# Work to be completed
Each record needs to be echoed exactly; can you do that?

# Given data
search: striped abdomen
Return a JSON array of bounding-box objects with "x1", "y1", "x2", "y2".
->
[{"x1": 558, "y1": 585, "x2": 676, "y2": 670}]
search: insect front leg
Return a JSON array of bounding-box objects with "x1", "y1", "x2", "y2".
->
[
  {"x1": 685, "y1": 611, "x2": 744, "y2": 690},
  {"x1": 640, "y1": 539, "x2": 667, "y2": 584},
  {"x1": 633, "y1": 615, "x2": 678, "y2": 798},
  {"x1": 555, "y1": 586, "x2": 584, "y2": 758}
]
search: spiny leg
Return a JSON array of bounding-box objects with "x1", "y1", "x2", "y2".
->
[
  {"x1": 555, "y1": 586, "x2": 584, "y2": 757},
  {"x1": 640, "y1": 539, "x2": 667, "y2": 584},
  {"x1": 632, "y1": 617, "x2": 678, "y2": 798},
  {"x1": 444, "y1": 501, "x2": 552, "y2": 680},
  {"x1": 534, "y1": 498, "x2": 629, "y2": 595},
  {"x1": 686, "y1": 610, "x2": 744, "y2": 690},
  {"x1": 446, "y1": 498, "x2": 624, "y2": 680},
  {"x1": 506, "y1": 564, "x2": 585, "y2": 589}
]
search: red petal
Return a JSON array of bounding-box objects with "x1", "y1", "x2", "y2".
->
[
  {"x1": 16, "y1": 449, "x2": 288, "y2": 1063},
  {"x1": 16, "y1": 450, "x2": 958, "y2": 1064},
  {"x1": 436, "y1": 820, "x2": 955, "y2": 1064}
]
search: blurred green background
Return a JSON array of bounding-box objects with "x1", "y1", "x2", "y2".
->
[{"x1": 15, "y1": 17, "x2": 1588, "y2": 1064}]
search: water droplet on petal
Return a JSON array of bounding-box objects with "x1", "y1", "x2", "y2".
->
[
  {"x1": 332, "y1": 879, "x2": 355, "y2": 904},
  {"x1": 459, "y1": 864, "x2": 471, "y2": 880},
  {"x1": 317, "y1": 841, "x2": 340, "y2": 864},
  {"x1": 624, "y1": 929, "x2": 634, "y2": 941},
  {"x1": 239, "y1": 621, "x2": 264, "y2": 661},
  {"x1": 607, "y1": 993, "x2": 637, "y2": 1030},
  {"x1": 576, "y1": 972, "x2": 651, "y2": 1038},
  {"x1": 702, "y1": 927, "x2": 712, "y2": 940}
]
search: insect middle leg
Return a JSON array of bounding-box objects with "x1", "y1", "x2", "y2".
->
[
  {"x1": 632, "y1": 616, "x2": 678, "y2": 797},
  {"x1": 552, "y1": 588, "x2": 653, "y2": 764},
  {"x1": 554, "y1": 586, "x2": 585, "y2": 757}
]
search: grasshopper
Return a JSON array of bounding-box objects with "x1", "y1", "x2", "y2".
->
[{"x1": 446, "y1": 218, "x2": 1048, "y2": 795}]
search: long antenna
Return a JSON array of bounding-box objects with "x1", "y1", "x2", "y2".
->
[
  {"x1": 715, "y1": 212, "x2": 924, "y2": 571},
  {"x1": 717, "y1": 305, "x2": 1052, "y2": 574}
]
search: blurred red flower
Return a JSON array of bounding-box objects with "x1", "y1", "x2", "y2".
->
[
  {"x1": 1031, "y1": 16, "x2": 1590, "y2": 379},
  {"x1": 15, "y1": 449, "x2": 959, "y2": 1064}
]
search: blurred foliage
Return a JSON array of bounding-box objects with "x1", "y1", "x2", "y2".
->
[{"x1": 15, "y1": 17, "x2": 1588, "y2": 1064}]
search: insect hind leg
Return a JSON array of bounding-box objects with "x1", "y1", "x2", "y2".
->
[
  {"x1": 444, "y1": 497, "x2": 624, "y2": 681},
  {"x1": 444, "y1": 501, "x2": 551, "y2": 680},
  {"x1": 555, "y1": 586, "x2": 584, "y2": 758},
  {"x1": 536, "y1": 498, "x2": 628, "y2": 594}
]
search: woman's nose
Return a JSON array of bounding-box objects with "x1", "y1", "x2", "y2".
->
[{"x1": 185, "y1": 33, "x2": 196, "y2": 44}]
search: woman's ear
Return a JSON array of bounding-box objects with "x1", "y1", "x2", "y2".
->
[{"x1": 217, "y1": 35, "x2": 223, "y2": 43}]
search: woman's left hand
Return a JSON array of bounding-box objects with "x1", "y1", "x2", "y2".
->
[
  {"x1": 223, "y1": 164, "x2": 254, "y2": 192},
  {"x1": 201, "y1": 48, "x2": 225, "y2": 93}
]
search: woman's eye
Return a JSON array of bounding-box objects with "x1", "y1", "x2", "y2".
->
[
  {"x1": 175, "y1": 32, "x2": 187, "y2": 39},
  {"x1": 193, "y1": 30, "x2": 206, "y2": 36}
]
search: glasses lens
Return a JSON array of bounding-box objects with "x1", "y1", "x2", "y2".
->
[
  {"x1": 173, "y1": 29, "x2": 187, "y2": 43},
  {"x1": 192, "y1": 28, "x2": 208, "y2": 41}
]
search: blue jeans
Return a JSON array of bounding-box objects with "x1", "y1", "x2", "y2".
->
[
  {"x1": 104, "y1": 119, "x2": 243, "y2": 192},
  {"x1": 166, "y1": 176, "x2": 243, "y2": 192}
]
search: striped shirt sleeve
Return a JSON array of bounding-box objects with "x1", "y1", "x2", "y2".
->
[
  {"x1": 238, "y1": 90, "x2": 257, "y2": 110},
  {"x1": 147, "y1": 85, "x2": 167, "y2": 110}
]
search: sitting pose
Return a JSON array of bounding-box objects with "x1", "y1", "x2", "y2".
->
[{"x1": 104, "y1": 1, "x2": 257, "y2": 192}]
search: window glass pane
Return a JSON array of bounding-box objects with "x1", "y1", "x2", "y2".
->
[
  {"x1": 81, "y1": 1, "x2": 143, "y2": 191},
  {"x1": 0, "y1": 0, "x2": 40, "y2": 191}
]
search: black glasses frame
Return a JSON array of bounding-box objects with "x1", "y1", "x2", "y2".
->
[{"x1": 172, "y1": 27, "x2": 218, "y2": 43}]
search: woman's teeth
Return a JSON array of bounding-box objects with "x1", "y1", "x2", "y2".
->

# Task answer
search: striped abdomen
Return a JSON array of bounding-box objects with "x1", "y1", "x2", "y2".
->
[{"x1": 558, "y1": 585, "x2": 676, "y2": 670}]
search: insect front leg
Return a JSON array of bounding-box objects with "x1", "y1", "x2", "y2".
->
[
  {"x1": 685, "y1": 611, "x2": 744, "y2": 690},
  {"x1": 640, "y1": 539, "x2": 667, "y2": 584},
  {"x1": 633, "y1": 615, "x2": 678, "y2": 798},
  {"x1": 555, "y1": 586, "x2": 584, "y2": 758}
]
search: spiny leg
Return a JSON array of bounding-box objects with "x1", "y1", "x2", "y2".
->
[
  {"x1": 555, "y1": 586, "x2": 584, "y2": 757},
  {"x1": 640, "y1": 539, "x2": 667, "y2": 584},
  {"x1": 632, "y1": 617, "x2": 678, "y2": 798},
  {"x1": 444, "y1": 501, "x2": 552, "y2": 680},
  {"x1": 534, "y1": 498, "x2": 629, "y2": 595},
  {"x1": 686, "y1": 610, "x2": 744, "y2": 690},
  {"x1": 446, "y1": 498, "x2": 624, "y2": 680},
  {"x1": 506, "y1": 564, "x2": 585, "y2": 589}
]
search: red petal
Return a JSON array of bounding-box objects with "x1", "y1", "x2", "y2".
->
[
  {"x1": 16, "y1": 449, "x2": 288, "y2": 1063},
  {"x1": 16, "y1": 450, "x2": 958, "y2": 1064},
  {"x1": 436, "y1": 820, "x2": 955, "y2": 1064}
]
search: blurred green background
Return a JSON array of bounding-box objects with "x1", "y1", "x2", "y2".
->
[{"x1": 15, "y1": 17, "x2": 1588, "y2": 1064}]
search: water droplet on petal
Return a JSON array of bounding-box objects with "x1", "y1", "x2", "y2".
->
[
  {"x1": 332, "y1": 879, "x2": 355, "y2": 904},
  {"x1": 459, "y1": 864, "x2": 471, "y2": 880},
  {"x1": 317, "y1": 841, "x2": 340, "y2": 864},
  {"x1": 624, "y1": 929, "x2": 634, "y2": 941},
  {"x1": 239, "y1": 621, "x2": 264, "y2": 661},
  {"x1": 607, "y1": 993, "x2": 637, "y2": 1030},
  {"x1": 576, "y1": 972, "x2": 651, "y2": 1038},
  {"x1": 702, "y1": 927, "x2": 712, "y2": 940}
]
search: insect middle leg
Return a JSON array of bounding-box objects with "x1", "y1", "x2", "y2".
->
[
  {"x1": 632, "y1": 616, "x2": 678, "y2": 797},
  {"x1": 552, "y1": 588, "x2": 653, "y2": 764},
  {"x1": 554, "y1": 586, "x2": 585, "y2": 757}
]
search: grasshopper
Return a JSON array of bounding-box objects with "x1", "y1", "x2", "y2".
->
[{"x1": 446, "y1": 218, "x2": 1048, "y2": 795}]
search: long antenna
Return a JSON array of bounding-box objects with "x1", "y1", "x2", "y2".
->
[
  {"x1": 715, "y1": 212, "x2": 924, "y2": 571},
  {"x1": 717, "y1": 305, "x2": 1052, "y2": 574}
]
search: blurred red flower
Return a JSON array of bounding-box objects with "x1", "y1", "x2", "y2".
->
[
  {"x1": 1031, "y1": 16, "x2": 1590, "y2": 379},
  {"x1": 15, "y1": 449, "x2": 959, "y2": 1064}
]
search: blurred foliage
Return a JSON array of bounding-box objects with "x1", "y1", "x2", "y2".
->
[{"x1": 15, "y1": 17, "x2": 1588, "y2": 1064}]
search: insect hind leg
Return a JSON array of bounding-box objects with "x1", "y1", "x2", "y2".
->
[
  {"x1": 444, "y1": 497, "x2": 624, "y2": 681},
  {"x1": 444, "y1": 501, "x2": 551, "y2": 680},
  {"x1": 555, "y1": 586, "x2": 584, "y2": 758},
  {"x1": 536, "y1": 498, "x2": 628, "y2": 594}
]
search: woman's nose
Return a JSON array of bounding-box objects with "x1", "y1", "x2", "y2".
->
[{"x1": 185, "y1": 33, "x2": 196, "y2": 44}]
search: woman's ear
Return a JSON array of bounding-box objects with "x1", "y1", "x2", "y2".
->
[{"x1": 217, "y1": 35, "x2": 223, "y2": 43}]
search: woman's left hand
Return a JSON array of bounding-box objects with "x1", "y1", "x2", "y2".
->
[
  {"x1": 223, "y1": 164, "x2": 254, "y2": 192},
  {"x1": 201, "y1": 48, "x2": 225, "y2": 93}
]
search: woman's eye
Return a JSON array of bounding-box objects with "x1", "y1", "x2", "y2".
->
[
  {"x1": 175, "y1": 32, "x2": 187, "y2": 39},
  {"x1": 193, "y1": 30, "x2": 206, "y2": 36}
]
search: glasses lens
Return a JSON array of bounding-box objects with "x1", "y1", "x2", "y2".
->
[
  {"x1": 173, "y1": 29, "x2": 187, "y2": 43},
  {"x1": 192, "y1": 28, "x2": 208, "y2": 41}
]
search: blue jeans
Return a JSON array of bounding-box objects with "x1", "y1", "x2", "y2".
->
[
  {"x1": 104, "y1": 119, "x2": 243, "y2": 192},
  {"x1": 166, "y1": 176, "x2": 243, "y2": 192}
]
search: striped shirt sleeve
Return a JSON array of bounding-box objects with "x1", "y1", "x2", "y2".
->
[
  {"x1": 238, "y1": 90, "x2": 257, "y2": 110},
  {"x1": 147, "y1": 85, "x2": 167, "y2": 110}
]
search: sitting pose
Return a JSON array of bounding-box objects with "x1", "y1", "x2", "y2".
->
[{"x1": 104, "y1": 1, "x2": 257, "y2": 192}]
search: window glass pane
Return a JSON array of bounding-box objects with "x1", "y1", "x2", "y2".
->
[
  {"x1": 81, "y1": 1, "x2": 143, "y2": 191},
  {"x1": 0, "y1": 0, "x2": 40, "y2": 191}
]
search: black glasses frame
Return a JSON array of bounding-box objects with "x1", "y1", "x2", "y2".
->
[{"x1": 172, "y1": 27, "x2": 218, "y2": 43}]
search: woman's teeth
Return a JSON array of bounding-box objects with "x1", "y1", "x2", "y2".
->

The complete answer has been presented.